▶ **STATED GOAL**:
Rewrite the stretch of the Senate reform testimony from "When the bill" through "elected senators.", putting "members of the Senate" in place of "senators".

▶ **SOURCE EXCERPT**:
One of the founding principles
of Confederation was the principle of representation by population and a
proportionate distribution of seats in the House of Commons among the
provinces. However, in 1991, the federal Royal Commission on Electoral Reform
and Party Financing criticized the formula then in place for distributing
seats, saying that it:
...substantially modified the
principle of proportionate representation to an extent never before
experienced.
Since the publication of the
Royal Commission report in 1991, two redistributions have further reduced Ontario's share of
Commons seats compared to its proportion of the population. We are moving
further away from the principle of one person, one vote. Canadians who live in Ontario, Alberta and British Columbia are
increasingly being underrepresented in the House of Commons, and, as a result,
new Canadians, Canadians whose first language is neither English nor French,
and visible minorities are also underrepresented. I know the federal government
is aware of this, and Ontario urges it to act
on its commitment to the people of Ontario, Alberta and British
Columbia. I quote once again from the Royal
Commission report:
Discriminating against
provinces with populations that are growing relative to national population
growth can only cause unnecessary friction within our country.
This therefore represents our
overall position on Senate reform. It is not a priority for the government of Ontario or for Canadians living in Ontario. It leads to a process of
constitutional reform which is not in the interests of the country. Abolition
is preferable to tortured attempts at finding national consensus on reforms,
and there are real reforms to our House of Commons that would significantly
enhance the quality of our democracy that do not require constitutional change.
Benoît Pelletier, Quebec (September 21, 2006) The Government of Quebec does not usually
appear before the federal Parliament, but circumstances do arise where its
seems necessary to come and express our position on an important issue.
I am therefore here today to
speak on behalf of the Government of Quebec, because the legislative intentions
announced by the federal government involve an institution, the Senate, whose
basic composition is inherent to the very basis of the compromise that created
the federation.
There is a great deal of value
in the Senate as a parliamentary institution. Although its contribution to the
federal legislation process is little known, it does play an important role in
the Canadian parliamentary system. The Government of Quebec is quite open to
the idea of modernizing this institution.
Bill S-4 on Senate
amends section 29 of the 1867 Constitution Act by creating
an eight-year term replacing the appointment for life with mandatory retirement
at the age of 75 that currently exists for senators.
The Government of Quebec has
no objection to this proposal as a limited change to be made to the Senate. We
do believe, however, that the new eight-year term should not be renewable, so
as to guarantee the independence of senators from the federal executive branch.
That said,
the Government of Quebec is aware that Bill S-4, according to statements made
in relation to the bill, is being described as basically a first step.
When the bill was introduced,
the leader of the government in the Senate indicated that Bill S-4 was an
important first step toward a longer-term objective of bringing about major
Senate reform. We do not know exactly what those major reforms will be.
However, we do believe that they would be brought in gradually, and consist of
a set of proposals.
We also understand that the second step of this incremental approach would be
another bill, following this one on Senate tenure, that
would involve the federal government changing the way that senators are
selected. Prime Minister Harper, when he appeared before this committee on
September 7, stated:
... the
government will introduce a bill in the House to create a process to choose
elected senators.
The exact details of that
legislation are not yet known, and some federal statements on the specific
mechanism to be set up have been somewhat ambiguous. That said, the election of senators seems to be under serious
consideration as a unilateral change.

▶ **DATASET EXTRACT**:
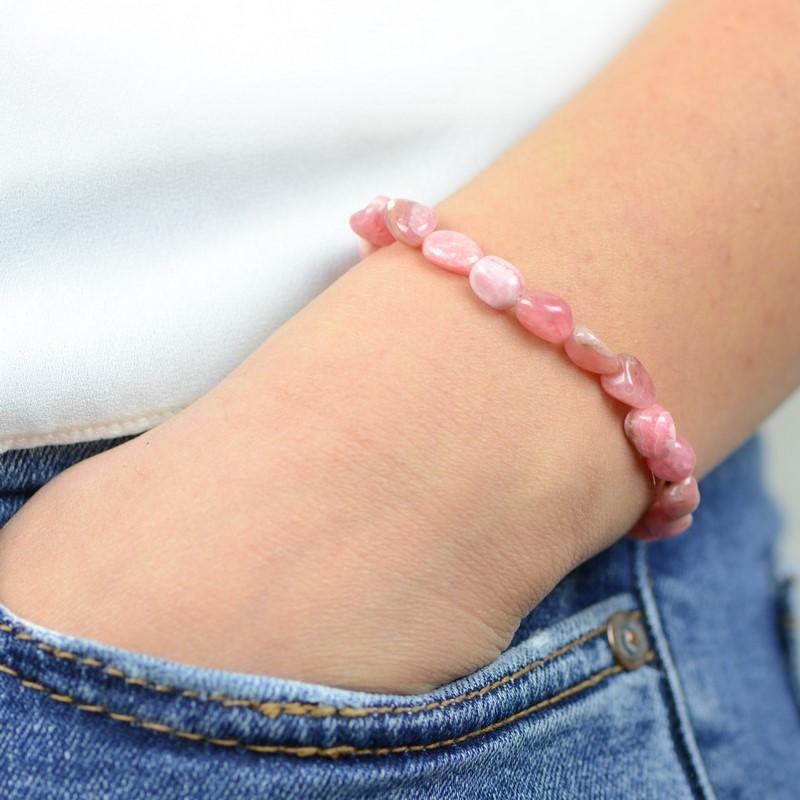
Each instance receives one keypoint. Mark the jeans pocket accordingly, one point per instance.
(788, 620)
(556, 715)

▶ **EXERCISE ANSWER**:
When the bill was introduced,
the leader of the government in the Senate indicated that Bill S-4 was an
important first step toward a longer-term objective of bringing about major
Senate reform. We do not know exactly what those major reforms will be.
However, we do believe that they would be brought in gradually, and consist of
a set of proposals.
We also understand that the second step of this incremental approach would be
another bill, following this one on Senate tenure, that
would involve the federal government changing the way that members of the Senate are
selected. Prime Minister Harper, when he appeared before this committee on
September 7, stated:
... the
government will introduce a bill in the House to create a process to choose
elected members of the Senate.